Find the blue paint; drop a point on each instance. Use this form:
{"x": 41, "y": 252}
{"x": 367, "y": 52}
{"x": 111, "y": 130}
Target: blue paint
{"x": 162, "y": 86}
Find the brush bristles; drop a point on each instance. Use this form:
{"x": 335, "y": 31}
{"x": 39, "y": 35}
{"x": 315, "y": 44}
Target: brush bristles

**Work instruction:**
From first line to last, transcribe the material exactly.

**Solution below:**
Find the blue paint; drop a point on each instance. Use this form:
{"x": 41, "y": 252}
{"x": 367, "y": 52}
{"x": 111, "y": 130}
Target: blue paint
{"x": 162, "y": 86}
Find the brush bristles; drop a point on each instance. Use this form:
{"x": 335, "y": 31}
{"x": 39, "y": 35}
{"x": 315, "y": 44}
Target: brush bristles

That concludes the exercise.